Would you retype, word for word, the line with "Practice step: pick out every instance of the footpath" and every line after it through the end of the records below?

Coordinate labeling data:
_____
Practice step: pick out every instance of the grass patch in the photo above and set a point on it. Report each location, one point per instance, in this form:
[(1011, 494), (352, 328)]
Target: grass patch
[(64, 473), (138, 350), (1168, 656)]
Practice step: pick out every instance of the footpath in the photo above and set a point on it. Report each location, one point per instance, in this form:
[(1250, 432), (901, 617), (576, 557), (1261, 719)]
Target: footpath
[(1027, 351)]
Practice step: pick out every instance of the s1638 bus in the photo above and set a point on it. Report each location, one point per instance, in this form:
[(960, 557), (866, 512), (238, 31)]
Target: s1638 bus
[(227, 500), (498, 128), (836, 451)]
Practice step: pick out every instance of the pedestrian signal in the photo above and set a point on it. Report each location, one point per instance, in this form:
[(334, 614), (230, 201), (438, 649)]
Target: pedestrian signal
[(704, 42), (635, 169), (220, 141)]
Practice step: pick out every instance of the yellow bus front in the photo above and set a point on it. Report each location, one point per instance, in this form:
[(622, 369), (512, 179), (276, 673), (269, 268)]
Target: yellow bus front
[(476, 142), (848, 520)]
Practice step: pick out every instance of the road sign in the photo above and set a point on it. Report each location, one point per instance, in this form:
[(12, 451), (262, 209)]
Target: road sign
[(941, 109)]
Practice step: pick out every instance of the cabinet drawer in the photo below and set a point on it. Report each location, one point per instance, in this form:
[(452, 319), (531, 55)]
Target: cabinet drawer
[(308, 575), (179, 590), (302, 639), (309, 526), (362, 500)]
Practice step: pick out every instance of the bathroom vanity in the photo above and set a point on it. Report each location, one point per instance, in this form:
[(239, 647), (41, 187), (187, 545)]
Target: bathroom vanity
_____
Response
Practice step: pick out every instance of the footpath in the photo above and set a point on it. Report each location, one point per instance, in this form:
[(1250, 432), (901, 617), (576, 557), (1261, 719)]
Target: footpath
[(1027, 351)]
Practice step: pick out every instance of the s1638 bus in the photo above and set a point on it. Report each location, one point per instance, in this form:
[(960, 557), (866, 512), (238, 31)]
Target: s1638 bus
[(227, 500), (498, 128), (836, 451)]
Practice step: pick out every instance of the pedestrian signal in the photo above and set a point on it. Report each location, one point per instance, in this form:
[(334, 614), (230, 201), (438, 649)]
Target: pedestrian signal
[(704, 42), (635, 169), (220, 141)]
Practice step: pick out every instance of the yellow bus front in the photo above and set a point on it. Report each location, one point per instance, in this form:
[(622, 369), (512, 179), (276, 673), (269, 268)]
Target: yellow bus front
[(476, 142), (848, 520)]
Practice step: pick out every instance of the road sign in the photo above and set a point on it. Report each location, one point per instance, in this form:
[(12, 451), (262, 209)]
Target: road sign
[(941, 109)]
Practice step: pick out every instance of the cabinet drawer in the photo below and set a point on it. Report each location, one point per instance, in this form:
[(452, 319), (531, 55)]
Target: cabinet drawer
[(308, 575), (179, 590), (302, 639), (309, 526), (362, 500)]
Practice step: pick out every instance of the bathroom vanity in the photo above and set a point on it. Report each location, one point per instance, in this form:
[(239, 647), (41, 187), (187, 545)]
Target: bathroom vanity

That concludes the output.